Each entry is to be restated word for word, with nothing omitted.
═══ Available data ═══
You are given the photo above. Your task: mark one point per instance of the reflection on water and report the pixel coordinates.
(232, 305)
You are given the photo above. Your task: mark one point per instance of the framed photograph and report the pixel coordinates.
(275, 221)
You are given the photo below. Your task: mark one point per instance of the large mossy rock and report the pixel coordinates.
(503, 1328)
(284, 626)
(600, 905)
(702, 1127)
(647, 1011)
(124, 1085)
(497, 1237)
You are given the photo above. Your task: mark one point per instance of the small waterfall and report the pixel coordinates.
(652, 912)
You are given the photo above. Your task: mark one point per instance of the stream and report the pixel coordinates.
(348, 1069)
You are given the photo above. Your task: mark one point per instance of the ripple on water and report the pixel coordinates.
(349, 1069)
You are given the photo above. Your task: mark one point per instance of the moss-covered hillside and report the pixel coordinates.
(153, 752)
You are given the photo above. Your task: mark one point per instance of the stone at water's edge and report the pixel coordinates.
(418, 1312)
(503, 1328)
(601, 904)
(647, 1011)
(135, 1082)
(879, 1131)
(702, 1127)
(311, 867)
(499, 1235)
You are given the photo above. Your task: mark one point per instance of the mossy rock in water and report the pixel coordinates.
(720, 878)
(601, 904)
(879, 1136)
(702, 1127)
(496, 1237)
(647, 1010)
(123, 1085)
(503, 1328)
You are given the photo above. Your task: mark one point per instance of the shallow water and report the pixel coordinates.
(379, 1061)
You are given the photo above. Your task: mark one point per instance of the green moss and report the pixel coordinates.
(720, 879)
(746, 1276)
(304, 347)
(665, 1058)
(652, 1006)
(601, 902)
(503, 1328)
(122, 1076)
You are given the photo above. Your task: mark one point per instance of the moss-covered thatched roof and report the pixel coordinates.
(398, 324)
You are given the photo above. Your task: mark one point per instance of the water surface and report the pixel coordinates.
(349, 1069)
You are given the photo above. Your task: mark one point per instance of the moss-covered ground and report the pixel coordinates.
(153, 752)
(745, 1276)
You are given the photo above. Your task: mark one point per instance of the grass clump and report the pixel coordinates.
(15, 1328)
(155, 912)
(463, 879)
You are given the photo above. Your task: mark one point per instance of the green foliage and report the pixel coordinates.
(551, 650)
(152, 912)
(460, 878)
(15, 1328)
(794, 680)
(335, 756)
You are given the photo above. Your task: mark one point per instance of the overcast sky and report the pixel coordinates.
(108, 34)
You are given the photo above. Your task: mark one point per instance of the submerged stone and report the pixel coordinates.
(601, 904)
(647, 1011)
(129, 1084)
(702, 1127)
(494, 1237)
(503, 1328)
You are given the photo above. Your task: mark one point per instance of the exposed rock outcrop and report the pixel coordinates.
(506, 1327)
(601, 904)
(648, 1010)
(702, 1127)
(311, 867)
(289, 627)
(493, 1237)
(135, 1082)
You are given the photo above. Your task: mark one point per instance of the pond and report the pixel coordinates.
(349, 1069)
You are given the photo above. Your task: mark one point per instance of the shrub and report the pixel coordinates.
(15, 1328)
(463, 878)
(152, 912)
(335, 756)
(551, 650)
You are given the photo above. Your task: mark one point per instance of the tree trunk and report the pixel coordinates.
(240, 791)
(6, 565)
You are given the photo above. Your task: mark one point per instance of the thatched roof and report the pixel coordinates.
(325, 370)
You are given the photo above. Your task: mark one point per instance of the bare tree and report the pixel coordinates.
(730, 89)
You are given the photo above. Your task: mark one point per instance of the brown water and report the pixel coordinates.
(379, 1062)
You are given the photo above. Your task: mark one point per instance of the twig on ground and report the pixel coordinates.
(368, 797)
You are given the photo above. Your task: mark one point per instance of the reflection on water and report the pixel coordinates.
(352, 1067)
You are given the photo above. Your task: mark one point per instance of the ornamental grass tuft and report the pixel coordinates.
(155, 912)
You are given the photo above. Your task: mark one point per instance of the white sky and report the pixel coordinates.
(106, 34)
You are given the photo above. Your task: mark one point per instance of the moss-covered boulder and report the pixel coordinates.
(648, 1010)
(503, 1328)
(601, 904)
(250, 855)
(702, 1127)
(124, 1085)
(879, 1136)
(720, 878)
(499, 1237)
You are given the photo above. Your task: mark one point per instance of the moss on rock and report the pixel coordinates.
═══
Result of the exercise:
You are given the photo above. Your task: mark one point per instance of the reflection on water and report the pixel coordinates.
(232, 305)
You are given the photo above. Your task: mark one point per instance of the framed photograph and report the pixel coordinates.
(275, 221)
You are given the photo below. Your task: mark one point per instance of the large mossy rock and report the pixel coordinates.
(503, 1328)
(284, 626)
(600, 905)
(702, 1127)
(647, 1011)
(124, 1085)
(497, 1237)
You are given the photo above. Your task: mark one point per instance of the small waterfall and report the pixel coordinates.
(652, 912)
You are given the photo above. Your task: mark one point per instance of the stream and report the pixel coordinates.
(348, 1069)
You are given the photo above. Your task: mark one point per instance of the ripple on water and report the pixel coordinates.
(349, 1069)
You are given the photo above. Your task: mark one point per instance of the moss-covered hillside and report the pixel coordinates.
(153, 752)
You are given the photo above. Your task: mark one point per instance of the stone at water's edge and report the pixel coordinates.
(418, 1312)
(503, 1328)
(601, 904)
(647, 1011)
(135, 1082)
(879, 1131)
(702, 1127)
(311, 867)
(499, 1235)
You are given the photo above. Your task: mark one point per instance of the mossy rock in water and report the pixel coordinates.
(720, 878)
(601, 904)
(879, 1136)
(702, 1127)
(496, 1237)
(647, 1010)
(123, 1085)
(503, 1328)
You are given the photo above. Your task: mark one point per instance of the shallow water and report the pixel coordinates.
(379, 1061)
You are given the photo above. Your task: mark one point per instance of the green moss and report the pixel coordinates.
(720, 879)
(746, 1276)
(304, 347)
(665, 1058)
(652, 1006)
(601, 902)
(503, 1328)
(122, 1076)
You are given the photo above. Your task: mark one point per instance of the moss-covered thatched roof and report the pixel coordinates.
(398, 324)
You are given the photo above. Your task: mark one point per instance of the water surface and report the pixel coordinates.
(349, 1069)
You are given the photo above. Your task: mark one point per instance of the moss-covered ground and report the pixel coordinates.
(153, 752)
(745, 1276)
You are given the photo above. Your task: mark one point per instance of the grass clump and report the pixel coordinates.
(15, 1328)
(155, 912)
(463, 879)
You are given the photo above. Your task: mark one point per instance of the green foliage and report the pixel coordinates.
(551, 650)
(152, 912)
(460, 878)
(15, 1328)
(794, 680)
(335, 756)
You are given the photo above. Your task: mark one point per instance of the overcast sky and report the pixel coordinates.
(108, 34)
You are given the photo above. Your task: mark one point per instance of the submerged stone and report the pixel coordinates.
(601, 904)
(647, 1011)
(129, 1084)
(702, 1127)
(494, 1237)
(503, 1328)
You are given the photo above. Your task: mark one point per instance of the exposed rock outcrop and report the pixel coordinates.
(506, 1327)
(601, 904)
(648, 1010)
(702, 1127)
(311, 867)
(289, 627)
(493, 1237)
(135, 1082)
You are given the photo above. Your task: mark one point per instance of the pond and report the pixel coordinates.
(349, 1069)
You are given the photo above. Your task: mark one point per instance of the shrub and report the pixel coordinates.
(15, 1328)
(463, 878)
(152, 912)
(335, 756)
(551, 650)
You are given the photo above. Your task: mark one point per instance of the tree trunk and report the pixel coordinates.
(240, 791)
(6, 565)
You are given the photo above. Your task: mark one point per instance of the thatched roof and report the pixel coordinates.
(325, 370)
You are given the photo above. Your task: mark one point per instance of the bare tree and report the pixel coordinates.
(730, 89)
You are given the photo above. Your task: mark one point per instance of the brown water and report the pixel coordinates.
(379, 1062)
You are given the photo above. Your task: mark one point per instance of the twig on ground and report the pixel coordinates.
(368, 797)
You are given the photo above. Your task: mark one point per instance of the reflection on water and report the pixel coordinates.
(352, 1067)
You are given the photo above. Your task: mark one point per instance of the ornamental grass tuft and report the pixel coordinates.
(155, 912)
You are given the photo above. Your task: mark one point per instance of the white sky and report the pixel coordinates.
(106, 34)
You are given the photo above. Your task: mark one point per instance of the moss-covered boulder and report the pixel coordinates.
(648, 1010)
(503, 1328)
(601, 904)
(250, 855)
(702, 1127)
(124, 1085)
(879, 1136)
(720, 878)
(499, 1237)
You are given the photo above. Your task: mark one point per instance of the moss on rock and report the pixel coordinates.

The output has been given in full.